EXERCISE TASK ->
Would you write out the listing verbatim and skip every picture in it?

Excerpts from point annotation data:
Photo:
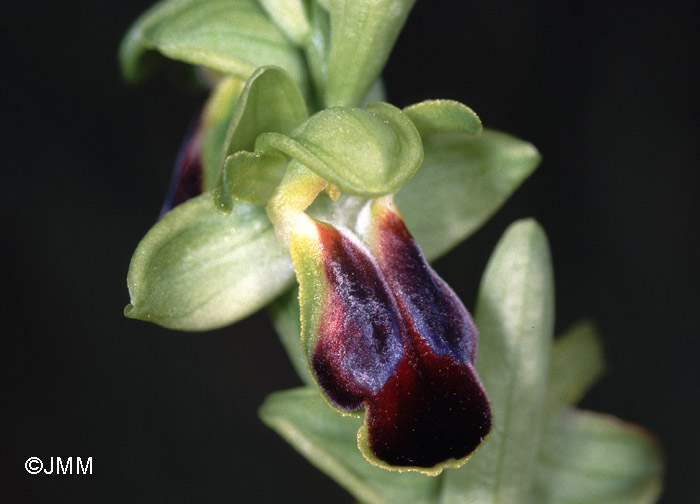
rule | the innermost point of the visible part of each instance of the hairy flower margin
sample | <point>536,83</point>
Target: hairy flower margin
<point>295,169</point>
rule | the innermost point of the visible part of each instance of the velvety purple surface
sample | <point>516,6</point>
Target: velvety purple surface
<point>398,341</point>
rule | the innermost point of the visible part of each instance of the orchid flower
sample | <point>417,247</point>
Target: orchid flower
<point>301,189</point>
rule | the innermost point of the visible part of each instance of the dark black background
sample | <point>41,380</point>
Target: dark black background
<point>608,91</point>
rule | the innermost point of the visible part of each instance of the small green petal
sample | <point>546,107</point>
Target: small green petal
<point>589,458</point>
<point>364,152</point>
<point>443,116</point>
<point>197,269</point>
<point>270,102</point>
<point>231,36</point>
<point>467,179</point>
<point>329,441</point>
<point>515,317</point>
<point>577,363</point>
<point>216,119</point>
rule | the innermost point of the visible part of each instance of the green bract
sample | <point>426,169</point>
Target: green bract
<point>296,130</point>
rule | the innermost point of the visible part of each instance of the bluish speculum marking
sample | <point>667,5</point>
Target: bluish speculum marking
<point>359,341</point>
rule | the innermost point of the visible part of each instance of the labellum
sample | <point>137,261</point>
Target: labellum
<point>383,332</point>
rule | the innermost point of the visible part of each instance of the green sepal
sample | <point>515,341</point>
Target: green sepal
<point>515,317</point>
<point>443,116</point>
<point>589,458</point>
<point>364,152</point>
<point>270,102</point>
<point>286,315</point>
<point>329,441</point>
<point>230,36</point>
<point>197,269</point>
<point>362,35</point>
<point>577,363</point>
<point>468,178</point>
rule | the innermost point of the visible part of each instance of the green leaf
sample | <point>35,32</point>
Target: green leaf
<point>364,152</point>
<point>577,363</point>
<point>363,33</point>
<point>231,36</point>
<point>329,441</point>
<point>270,102</point>
<point>197,269</point>
<point>589,458</point>
<point>443,116</point>
<point>286,318</point>
<point>515,317</point>
<point>290,17</point>
<point>463,180</point>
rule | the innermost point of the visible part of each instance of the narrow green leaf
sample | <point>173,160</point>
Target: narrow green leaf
<point>364,152</point>
<point>577,363</point>
<point>231,36</point>
<point>286,318</point>
<point>589,458</point>
<point>197,269</point>
<point>515,317</point>
<point>329,441</point>
<point>443,116</point>
<point>290,17</point>
<point>463,180</point>
<point>363,33</point>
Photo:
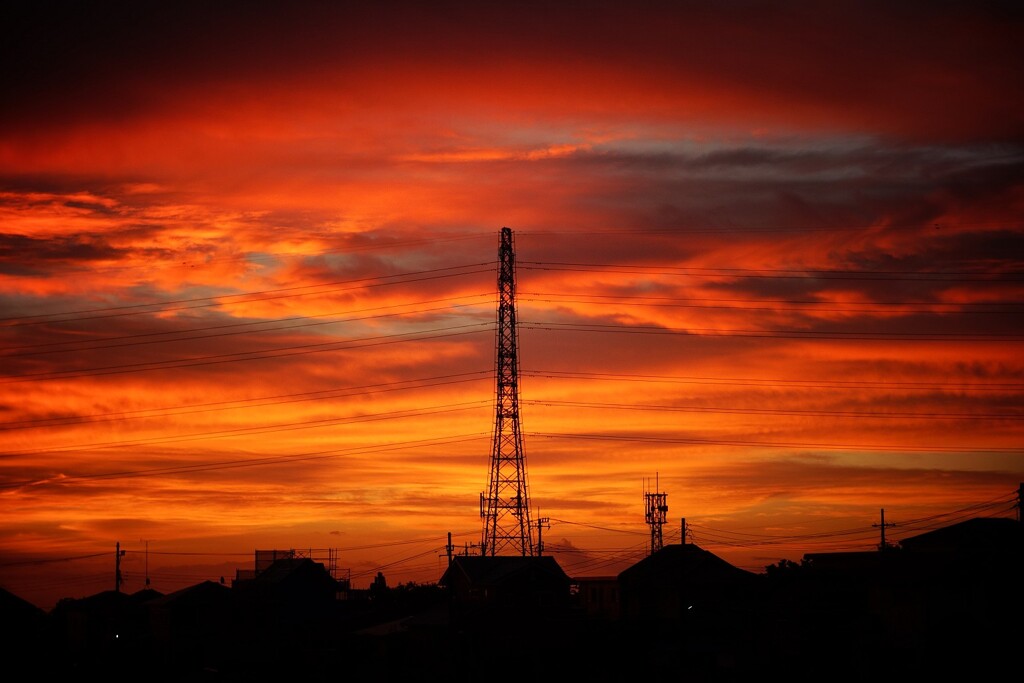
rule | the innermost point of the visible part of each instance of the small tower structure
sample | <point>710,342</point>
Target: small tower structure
<point>656,509</point>
<point>505,506</point>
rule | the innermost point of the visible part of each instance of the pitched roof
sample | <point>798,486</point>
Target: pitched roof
<point>979,534</point>
<point>689,561</point>
<point>486,569</point>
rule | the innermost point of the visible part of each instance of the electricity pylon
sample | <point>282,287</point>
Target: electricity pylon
<point>505,508</point>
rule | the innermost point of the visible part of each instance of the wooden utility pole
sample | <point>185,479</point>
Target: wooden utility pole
<point>883,545</point>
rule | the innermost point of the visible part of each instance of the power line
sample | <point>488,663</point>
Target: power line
<point>667,440</point>
<point>247,462</point>
<point>311,322</point>
<point>248,431</point>
<point>232,299</point>
<point>771,334</point>
<point>771,412</point>
<point>281,351</point>
<point>775,381</point>
<point>256,401</point>
<point>782,273</point>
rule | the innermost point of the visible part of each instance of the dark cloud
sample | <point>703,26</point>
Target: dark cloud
<point>24,255</point>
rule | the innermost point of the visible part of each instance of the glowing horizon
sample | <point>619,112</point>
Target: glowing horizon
<point>248,270</point>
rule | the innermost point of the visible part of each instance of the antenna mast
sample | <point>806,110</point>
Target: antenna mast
<point>505,508</point>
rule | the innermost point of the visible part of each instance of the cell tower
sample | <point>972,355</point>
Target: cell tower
<point>505,508</point>
<point>655,515</point>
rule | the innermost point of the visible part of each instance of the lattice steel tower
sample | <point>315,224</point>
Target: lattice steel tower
<point>505,508</point>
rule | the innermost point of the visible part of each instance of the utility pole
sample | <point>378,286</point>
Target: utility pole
<point>118,554</point>
<point>1020,497</point>
<point>542,523</point>
<point>450,549</point>
<point>505,508</point>
<point>655,515</point>
<point>883,546</point>
<point>146,563</point>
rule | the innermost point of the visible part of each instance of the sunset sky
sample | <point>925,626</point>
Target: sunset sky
<point>770,262</point>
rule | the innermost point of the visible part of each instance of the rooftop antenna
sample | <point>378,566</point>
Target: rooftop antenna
<point>505,508</point>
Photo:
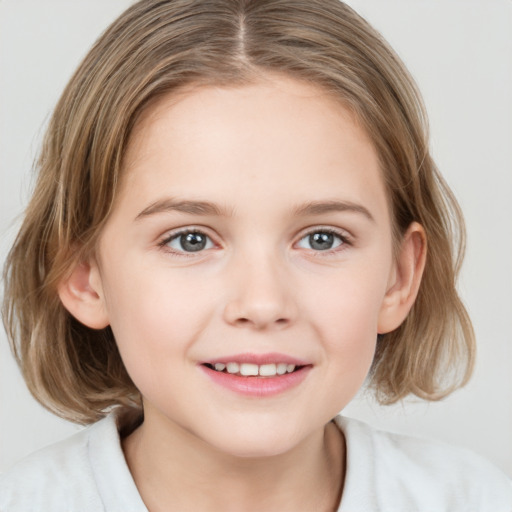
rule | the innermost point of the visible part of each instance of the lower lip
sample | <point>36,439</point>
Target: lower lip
<point>258,386</point>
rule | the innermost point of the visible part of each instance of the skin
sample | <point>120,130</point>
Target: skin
<point>258,153</point>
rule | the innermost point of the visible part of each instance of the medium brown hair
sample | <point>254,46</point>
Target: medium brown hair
<point>156,47</point>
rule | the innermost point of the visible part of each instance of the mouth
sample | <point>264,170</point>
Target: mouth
<point>257,376</point>
<point>254,370</point>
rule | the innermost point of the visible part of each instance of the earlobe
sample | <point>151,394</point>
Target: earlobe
<point>82,295</point>
<point>403,291</point>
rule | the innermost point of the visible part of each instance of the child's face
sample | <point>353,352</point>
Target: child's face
<point>291,261</point>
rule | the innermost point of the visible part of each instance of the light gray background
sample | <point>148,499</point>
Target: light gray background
<point>460,52</point>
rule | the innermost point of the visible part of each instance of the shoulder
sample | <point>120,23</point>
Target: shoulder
<point>402,473</point>
<point>46,475</point>
<point>82,473</point>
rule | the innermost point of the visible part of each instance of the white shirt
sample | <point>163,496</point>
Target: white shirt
<point>385,473</point>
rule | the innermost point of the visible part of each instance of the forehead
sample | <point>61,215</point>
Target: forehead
<point>277,138</point>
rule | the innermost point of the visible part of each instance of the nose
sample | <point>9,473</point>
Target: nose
<point>260,295</point>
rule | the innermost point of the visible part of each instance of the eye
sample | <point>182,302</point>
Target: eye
<point>321,240</point>
<point>188,241</point>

RESULT FOR THIS EXERCISE ->
Photo:
rule | the innermost point of the visible part of each instance of the hairy flower margin
sample | <point>536,83</point>
Target: hairy flower margin
<point>295,169</point>
rule | the innermost point of the visible part of each instance of the velvety purple surface
sample | <point>516,6</point>
Target: velvety purple surface
<point>398,341</point>
rule | the innermost point of the visible part of each instance of the orchid flower
sample | <point>417,247</point>
Target: orchid flower
<point>301,189</point>
rule | the innermost point of the visible part of each instance of the dark black background
sample | <point>41,380</point>
Target: dark black background
<point>608,91</point>
rule | the innermost point of the visible part of each instance of the small green petal
sample | <point>546,107</point>
Target: small green petal
<point>589,458</point>
<point>364,152</point>
<point>443,116</point>
<point>197,269</point>
<point>270,102</point>
<point>231,36</point>
<point>467,179</point>
<point>329,441</point>
<point>515,317</point>
<point>577,363</point>
<point>216,119</point>
rule | the innermost point of the visible part of each instance of the green bract
sample | <point>426,169</point>
Target: green bract
<point>296,130</point>
rule | the innermost point of the visible part of each instance of the bluish speculum marking
sample | <point>667,5</point>
Target: bluish speculum marking
<point>359,341</point>
rule | the innermost point of the visible part of each instance of the labellum
sample | <point>137,261</point>
Target: labellum
<point>383,332</point>
rule | the innermost point of the visible part of each instance of the green sepal
sample | <point>515,341</point>
Target: green sepal
<point>515,317</point>
<point>443,116</point>
<point>589,458</point>
<point>364,152</point>
<point>270,102</point>
<point>286,315</point>
<point>329,441</point>
<point>230,36</point>
<point>197,269</point>
<point>362,35</point>
<point>577,363</point>
<point>468,178</point>
rule | the innermost point of the visible part of each instance of the green leaf
sample | <point>35,32</point>
Target: green leaf
<point>364,152</point>
<point>577,363</point>
<point>363,33</point>
<point>231,36</point>
<point>329,441</point>
<point>270,102</point>
<point>197,269</point>
<point>589,458</point>
<point>443,116</point>
<point>286,318</point>
<point>515,317</point>
<point>290,17</point>
<point>463,180</point>
rule | the innermost point of the visible part of each instance of the narrow green leaf
sample | <point>173,160</point>
Target: narrow green leaf
<point>364,152</point>
<point>577,363</point>
<point>231,36</point>
<point>286,318</point>
<point>589,458</point>
<point>197,269</point>
<point>515,317</point>
<point>329,441</point>
<point>443,116</point>
<point>290,17</point>
<point>463,180</point>
<point>363,33</point>
Photo:
rule | the innermost point of the visible part of each instance of the small tower structure
sample | <point>710,342</point>
Target: small tower structure
<point>656,509</point>
<point>505,506</point>
rule | the innermost point of the visible part of each instance of the pitched roof
sample | <point>798,486</point>
Target: pitched roof
<point>979,534</point>
<point>689,561</point>
<point>486,569</point>
rule | the innermost point of the visible part of each instance of the electricity pylon
sample | <point>282,287</point>
Target: electricity pylon
<point>505,508</point>
rule | the innermost point of the visible part of each instance of the wooden utility pole
sample | <point>185,479</point>
Target: wooden utility pole
<point>883,545</point>
rule | the innermost point of the visible part of each instance of the power line
sample | <point>488,663</point>
Target: power line
<point>667,440</point>
<point>247,462</point>
<point>311,322</point>
<point>248,431</point>
<point>232,299</point>
<point>771,334</point>
<point>771,412</point>
<point>281,351</point>
<point>775,381</point>
<point>256,401</point>
<point>782,273</point>
rule | the innermost point of the visible part of each instance of the dark cloud
sample | <point>703,26</point>
Target: dark cloud
<point>24,255</point>
rule | the innermost point of the visible part of each instance of the glowing horizon
sample | <point>619,112</point>
Target: glowing horizon
<point>248,270</point>
rule | the innermost point of the visible part of each instance of the antenna mast
sample | <point>806,110</point>
Target: antenna mast
<point>505,508</point>
rule | the innermost point of the visible part of each instance of the cell tower
sample | <point>972,355</point>
Target: cell tower
<point>505,508</point>
<point>655,515</point>
rule | the innermost point of the visible part of each instance of the lattice steel tower
sample | <point>315,224</point>
Target: lattice steel tower
<point>505,508</point>
rule | the innermost point of the visible part of each instance of the utility pole
sample | <point>378,286</point>
Target: utility pole
<point>118,554</point>
<point>1020,497</point>
<point>542,523</point>
<point>450,549</point>
<point>505,508</point>
<point>655,515</point>
<point>883,546</point>
<point>146,563</point>
rule | the innermost point of the visible part of each instance of the sunset sky
sample | <point>925,626</point>
Target: sunset sky
<point>770,262</point>
rule | the innermost point of the visible part of each instance of the rooftop antenna
sample | <point>378,566</point>
Target: rooftop antenna
<point>505,508</point>
Photo:
rule | the innermost point of the visible part of each instance of the lower lip
sample | <point>36,439</point>
Target: lower lip
<point>258,386</point>
rule | the innermost point of the visible part of each instance of the skin
sample | <point>120,130</point>
Target: skin
<point>258,153</point>
rule | the innermost point of the visible part of each instance of the medium brown hair
sample | <point>254,46</point>
Target: medium brown hair
<point>156,47</point>
rule | the innermost point of the visible part of each instance of the mouth
sample | <point>264,170</point>
Target: mouth
<point>257,376</point>
<point>254,370</point>
rule | the innermost point of the visible part of each instance of the earlobe
sample | <point>151,394</point>
Target: earlobe
<point>82,295</point>
<point>403,291</point>
rule | the innermost point of the visible part of each instance of the child's face
sample | <point>353,352</point>
Target: child's face
<point>291,261</point>
rule | the innermost point of the visible part of each instance of the light gray background
sample | <point>148,499</point>
Target: light gray background
<point>460,52</point>
rule | the innermost point of the visible part of each instance of the shoulder
sample | <point>120,23</point>
Target: shoulder
<point>402,473</point>
<point>46,475</point>
<point>82,473</point>
rule | the innermost point of the visible part of each instance of the white shirt
sample | <point>163,496</point>
Target: white shirt
<point>385,473</point>
rule | the innermost point of the visible part of each instance of the forehead
sample | <point>61,215</point>
Target: forehead
<point>277,138</point>
rule | the innermost point of the visible part of each instance of the nose
sample | <point>9,473</point>
Target: nose
<point>260,295</point>
rule | the innermost point of the visible part of each instance of the eye
sample | <point>182,302</point>
Target: eye
<point>321,240</point>
<point>188,241</point>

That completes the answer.